(Saved entries)
=== Begin Enclosure ===
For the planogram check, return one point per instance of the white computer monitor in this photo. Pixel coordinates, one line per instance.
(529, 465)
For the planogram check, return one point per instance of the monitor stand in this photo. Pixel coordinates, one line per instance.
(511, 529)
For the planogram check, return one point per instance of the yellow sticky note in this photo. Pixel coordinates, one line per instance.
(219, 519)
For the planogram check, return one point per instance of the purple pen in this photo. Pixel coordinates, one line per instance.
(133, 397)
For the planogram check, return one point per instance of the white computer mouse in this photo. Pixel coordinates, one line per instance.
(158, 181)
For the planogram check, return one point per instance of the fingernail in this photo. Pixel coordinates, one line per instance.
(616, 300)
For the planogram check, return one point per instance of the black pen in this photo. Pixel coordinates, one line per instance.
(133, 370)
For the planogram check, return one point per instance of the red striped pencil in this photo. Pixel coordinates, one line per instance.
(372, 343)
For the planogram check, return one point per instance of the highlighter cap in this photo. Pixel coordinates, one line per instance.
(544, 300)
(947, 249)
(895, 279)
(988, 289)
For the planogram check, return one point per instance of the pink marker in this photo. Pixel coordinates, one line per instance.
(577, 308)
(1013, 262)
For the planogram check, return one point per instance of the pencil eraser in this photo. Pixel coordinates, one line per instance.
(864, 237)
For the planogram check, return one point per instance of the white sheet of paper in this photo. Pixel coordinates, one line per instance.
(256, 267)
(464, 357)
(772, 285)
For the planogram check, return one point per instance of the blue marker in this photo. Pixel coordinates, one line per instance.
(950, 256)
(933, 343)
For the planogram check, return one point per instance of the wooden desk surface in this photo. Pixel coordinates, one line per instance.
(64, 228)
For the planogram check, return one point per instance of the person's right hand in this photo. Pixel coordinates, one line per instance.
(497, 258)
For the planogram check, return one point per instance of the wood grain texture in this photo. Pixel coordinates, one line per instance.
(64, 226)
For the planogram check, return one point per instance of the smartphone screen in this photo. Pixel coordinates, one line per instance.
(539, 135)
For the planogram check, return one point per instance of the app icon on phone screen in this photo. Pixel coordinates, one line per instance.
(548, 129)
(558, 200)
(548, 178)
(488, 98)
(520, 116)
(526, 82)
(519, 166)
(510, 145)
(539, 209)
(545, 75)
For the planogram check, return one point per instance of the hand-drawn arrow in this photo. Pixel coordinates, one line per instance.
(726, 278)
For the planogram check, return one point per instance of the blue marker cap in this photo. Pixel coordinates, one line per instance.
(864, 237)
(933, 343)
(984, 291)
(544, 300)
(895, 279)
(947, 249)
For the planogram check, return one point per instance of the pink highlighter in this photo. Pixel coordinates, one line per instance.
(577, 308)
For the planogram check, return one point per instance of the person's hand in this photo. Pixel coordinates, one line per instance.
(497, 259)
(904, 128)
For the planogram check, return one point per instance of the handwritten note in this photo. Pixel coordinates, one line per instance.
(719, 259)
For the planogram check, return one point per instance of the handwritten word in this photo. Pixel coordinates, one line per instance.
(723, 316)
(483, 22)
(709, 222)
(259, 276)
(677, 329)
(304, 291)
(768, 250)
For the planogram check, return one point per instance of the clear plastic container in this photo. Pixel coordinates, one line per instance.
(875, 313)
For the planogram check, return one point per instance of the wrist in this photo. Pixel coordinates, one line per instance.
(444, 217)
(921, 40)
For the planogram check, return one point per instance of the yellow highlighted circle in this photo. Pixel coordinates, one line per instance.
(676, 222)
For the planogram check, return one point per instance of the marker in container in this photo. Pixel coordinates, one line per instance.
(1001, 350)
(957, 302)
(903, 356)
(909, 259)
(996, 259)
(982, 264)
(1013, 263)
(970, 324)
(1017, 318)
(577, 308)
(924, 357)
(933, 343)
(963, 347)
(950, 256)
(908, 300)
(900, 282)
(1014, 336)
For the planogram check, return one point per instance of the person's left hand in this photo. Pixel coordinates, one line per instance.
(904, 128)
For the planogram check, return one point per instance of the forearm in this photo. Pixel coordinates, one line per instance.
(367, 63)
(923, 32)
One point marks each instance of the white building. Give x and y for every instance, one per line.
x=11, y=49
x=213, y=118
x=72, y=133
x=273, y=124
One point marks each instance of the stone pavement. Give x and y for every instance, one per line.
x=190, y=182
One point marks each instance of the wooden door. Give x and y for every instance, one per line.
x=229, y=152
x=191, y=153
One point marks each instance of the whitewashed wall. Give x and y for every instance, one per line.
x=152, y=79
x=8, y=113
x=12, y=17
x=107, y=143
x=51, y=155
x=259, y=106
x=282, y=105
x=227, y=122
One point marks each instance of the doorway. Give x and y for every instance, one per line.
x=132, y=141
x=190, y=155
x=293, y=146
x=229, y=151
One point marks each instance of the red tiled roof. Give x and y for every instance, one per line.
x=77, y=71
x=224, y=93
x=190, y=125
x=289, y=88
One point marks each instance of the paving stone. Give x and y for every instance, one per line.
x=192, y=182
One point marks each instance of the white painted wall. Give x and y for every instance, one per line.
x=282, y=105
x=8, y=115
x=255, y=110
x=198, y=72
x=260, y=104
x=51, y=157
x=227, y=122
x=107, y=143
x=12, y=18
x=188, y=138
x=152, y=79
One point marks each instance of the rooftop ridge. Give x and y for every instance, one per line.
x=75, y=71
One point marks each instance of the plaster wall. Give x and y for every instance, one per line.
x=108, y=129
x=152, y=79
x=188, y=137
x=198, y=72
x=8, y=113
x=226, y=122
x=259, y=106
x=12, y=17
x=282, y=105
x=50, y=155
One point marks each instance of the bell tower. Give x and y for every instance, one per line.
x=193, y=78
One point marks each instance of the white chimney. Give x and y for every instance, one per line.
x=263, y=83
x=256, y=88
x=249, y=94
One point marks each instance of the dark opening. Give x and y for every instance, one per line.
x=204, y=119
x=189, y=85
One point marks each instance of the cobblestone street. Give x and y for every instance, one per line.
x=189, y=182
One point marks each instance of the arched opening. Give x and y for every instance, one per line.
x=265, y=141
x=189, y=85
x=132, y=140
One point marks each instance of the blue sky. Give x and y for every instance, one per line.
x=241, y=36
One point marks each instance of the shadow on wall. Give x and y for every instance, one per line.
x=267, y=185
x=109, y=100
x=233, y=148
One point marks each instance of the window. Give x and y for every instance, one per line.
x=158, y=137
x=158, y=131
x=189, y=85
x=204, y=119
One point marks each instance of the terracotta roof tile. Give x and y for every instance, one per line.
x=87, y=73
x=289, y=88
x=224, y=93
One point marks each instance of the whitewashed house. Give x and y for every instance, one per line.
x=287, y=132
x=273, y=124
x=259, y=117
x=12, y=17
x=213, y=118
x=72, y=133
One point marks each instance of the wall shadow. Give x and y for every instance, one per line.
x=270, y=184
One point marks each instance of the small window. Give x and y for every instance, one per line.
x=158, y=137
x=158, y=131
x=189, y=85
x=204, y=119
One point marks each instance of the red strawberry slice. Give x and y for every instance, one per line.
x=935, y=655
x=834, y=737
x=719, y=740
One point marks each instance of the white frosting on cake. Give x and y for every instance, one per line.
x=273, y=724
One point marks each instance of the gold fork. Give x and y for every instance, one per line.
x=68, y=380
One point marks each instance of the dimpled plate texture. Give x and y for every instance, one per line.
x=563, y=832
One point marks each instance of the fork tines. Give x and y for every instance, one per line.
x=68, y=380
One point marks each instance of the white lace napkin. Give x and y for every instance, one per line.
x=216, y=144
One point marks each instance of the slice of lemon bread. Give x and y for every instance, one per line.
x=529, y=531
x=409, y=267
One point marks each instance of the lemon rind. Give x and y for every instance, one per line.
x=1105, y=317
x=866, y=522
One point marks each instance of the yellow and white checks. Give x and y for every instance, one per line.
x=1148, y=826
=== End Enclosure ===
■ Problem statement
Exact copies of all entries are what's needed here.

■ Result of this task
For the planogram check, return one point per instance of the white computer monitor in this photo. Pixel coordinates, one line per instance.
(529, 465)
For the planogram check, return one point per instance of the monitor stand in this photo. Pixel coordinates, one line per instance.
(511, 529)
For the planogram check, return one point per instance of the yellow sticky note in this photo. Pixel coordinates, one line per instance.
(219, 519)
For the planogram check, return one point per instance of the purple pen in this photo. Pixel coordinates, one line per instance.
(133, 397)
For the planogram check, return one point per instance of the white computer mouse in this photo. Pixel coordinates, one line per instance.
(158, 181)
For the planogram check, return one point per instance of the fingernail in this photo. Pixel coordinates, one line per instance.
(616, 300)
For the planogram check, return one point per instance of the black pen in this photo. Pixel coordinates, one line per instance.
(133, 370)
For the planogram check, return one point per instance of the red striped pencil in this photo. Pixel coordinates, one line per instance.
(372, 343)
For the planogram check, return one point per instance of the highlighter cap in this photo. Pixel coordinates, one line per instance.
(544, 300)
(947, 249)
(895, 279)
(988, 289)
For the planogram check, return one point per instance of the pink marker in this photo. Pixel coordinates, one line per instance.
(577, 308)
(1013, 262)
For the planogram check, return one point per instance of the pencil eraser in this photo. Pixel coordinates, one line per instance.
(864, 237)
For the planogram check, return one point per instance of the white sheet of paper in this photo. Pixel coordinates, one line per instance.
(256, 267)
(464, 357)
(772, 285)
For the planogram check, return one point per instance of the blue marker in this photo. Pixel coordinates, one line per instance.
(950, 256)
(933, 343)
For the planogram check, return one point per instance of the wooden desk surface in this photo. Pixel coordinates, one line per instance.
(64, 228)
For the planogram check, return one point per instance of the person's right hand in this photo. Pixel coordinates, one line per instance.
(497, 258)
For the planogram check, return one point per instance of the wood grain texture in this photo. Pixel coordinates, one line per instance.
(64, 226)
For the planogram check, return one point per instance of the smartphone screen in this photo. Pixel coordinates, one line per instance.
(539, 135)
For the planogram check, return one point per instance of the app icon on phone screen in this photo. Pixel coordinates, one line per instance.
(548, 129)
(558, 200)
(548, 178)
(488, 98)
(520, 116)
(526, 82)
(519, 166)
(510, 145)
(539, 209)
(545, 75)
For the planogram check, return one point per instance of the hand-drawn arrow in this photo. Pixel coordinates, one line per instance.
(726, 278)
For the planogram check, return one point per instance of the blue marker cap in this photo. Pixel coordinates, one line per instance.
(864, 237)
(933, 343)
(984, 291)
(544, 300)
(895, 279)
(947, 249)
For the planogram check, return one point per instance of the pink highlighter in this photo. Pixel coordinates, one line per instance.
(577, 308)
For the planogram check, return one point per instance of the person's hand in this photo. Pixel coordinates, one line per instance.
(497, 259)
(904, 128)
For the planogram check, return one point per instance of the handwritten note in this photo. Pixel coordinates, one line per instance.
(719, 259)
For the planogram check, return one point per instance of the handwritten word in this photo. Pixel coordinates, one line per instance.
(723, 316)
(483, 22)
(709, 222)
(259, 276)
(677, 329)
(304, 291)
(768, 250)
For the planogram check, return one point per instance of the clear plastic container in this photo. Pixel coordinates, one line per instance.
(875, 313)
For the planogram check, return one point per instance of the wrist in this photo. Pixel coordinates, one line per instance.
(444, 217)
(921, 40)
For the planogram check, return one point per instance of the yellow highlighted circle in this photo. Pixel coordinates, one line per instance.
(676, 222)
For the planogram check, return one point per instance of the marker in container in this photo. Pixel coordinates, one line per instance.
(1001, 350)
(957, 302)
(903, 356)
(909, 259)
(996, 259)
(982, 264)
(1013, 263)
(970, 324)
(1017, 318)
(577, 308)
(924, 357)
(933, 343)
(963, 347)
(950, 256)
(908, 300)
(900, 282)
(1014, 336)
For the planogram check, return one point per instance of the person's left hand in this photo. Pixel coordinates, one line per instance.
(904, 128)
For the planogram check, return one point per instance of the forearm in this photo. Pixel coordinates, one line per instance.
(367, 63)
(923, 32)
One point marks each instance of the white building. Give x and y for every instance, one per line.
x=11, y=49
x=213, y=118
x=72, y=133
x=273, y=124
One point marks each instance of the stone pavement. Give x and y for every instance, one per line.
x=190, y=182
One point marks each instance of the wooden door. Give x and y for every instance, one per line.
x=229, y=152
x=191, y=153
One point marks each instance of the whitewashed wall. Give x and y for every instance, one per line.
x=152, y=79
x=8, y=113
x=12, y=17
x=107, y=143
x=51, y=155
x=259, y=106
x=282, y=105
x=227, y=122
One point marks each instance of the doorway. Give x and y for every instance, one per line.
x=132, y=141
x=190, y=155
x=293, y=146
x=229, y=151
One point marks each instance of the red tiled roof. Give x and y for every instance, one per line.
x=77, y=71
x=224, y=93
x=190, y=125
x=289, y=88
One point marks each instance of the paving stone. Give x and y for every instance, one per line.
x=192, y=182
One point marks each instance of the white painted wall. Give x and y for every instance, one per line.
x=282, y=105
x=8, y=115
x=255, y=110
x=198, y=72
x=260, y=104
x=51, y=157
x=227, y=122
x=107, y=143
x=12, y=18
x=188, y=138
x=152, y=79
One point marks each instance of the rooftop ridge. Give x and y for every instance, one per line.
x=75, y=71
One point marks each instance of the plaster wall. Give x and y for every instance, one per line.
x=108, y=129
x=152, y=79
x=188, y=137
x=198, y=72
x=8, y=113
x=226, y=122
x=259, y=106
x=12, y=17
x=282, y=105
x=50, y=155
One point marks each instance of the bell tower. Give x and y for every instance, one per line.
x=193, y=78
One point marks each instance of the white chimney. Give x and y for every instance, one per line.
x=263, y=83
x=256, y=88
x=249, y=94
One point marks each instance of the dark opening. Give x and y for every instance, one per line.
x=204, y=119
x=189, y=85
One point marks each instance of the cobblestone street. Give x and y for every instance, one per line.
x=189, y=182
One point marks each instance of the arched opening. Give x and y for every instance, one per line.
x=265, y=141
x=189, y=85
x=132, y=140
One point marks each instance of the blue sky. Give x and y for every instance, one per line.
x=241, y=36
One point marks each instance of the shadow on wall. Give x and y for every instance, one per line.
x=267, y=185
x=109, y=100
x=233, y=148
One point marks each instance of the window. Give x and y for every instance, one per line.
x=158, y=137
x=158, y=131
x=189, y=85
x=204, y=119
One point marks each instance of the terracotta roof tile. Give x and y for every instance, one per line.
x=87, y=73
x=289, y=88
x=224, y=93
One point marks each instance of the whitewashed house. Give x and y for every instance, one per line.
x=287, y=132
x=273, y=124
x=259, y=117
x=12, y=17
x=213, y=118
x=72, y=133
One point marks each instance of the wall shadow. Give x and y for every instance, one per line.
x=270, y=184
One point marks each instance of the small window. Give x and y for every instance, one per line.
x=158, y=137
x=158, y=131
x=189, y=85
x=204, y=119
One point marks each instance of the red strawberry slice. Give x and y for every instance, one per line.
x=935, y=655
x=834, y=737
x=719, y=740
One point marks each instance of the white frosting on cake. Give x and y for every instance, one per line.
x=273, y=724
One point marks each instance of the gold fork. Give x and y for every instance, one per line.
x=68, y=380
One point marks each instance of the dimpled plate texture. Give x and y for every instance, one per line.
x=563, y=832
One point marks each instance of the fork tines. Give x and y for every instance, one per line.
x=68, y=380
One point marks each instance of the white lace napkin. Give x and y for every instance, one per line.
x=216, y=144
One point marks each instance of the slice of lemon bread. Give x and y for every instance, one per line.
x=529, y=531
x=409, y=267
One point marks each instance of the lemon rind. Give x and y for every instance, one per line.
x=1105, y=317
x=866, y=522
One point marks each instance of the yellow and white checks. Give x and y for every instance, one per line.
x=1148, y=826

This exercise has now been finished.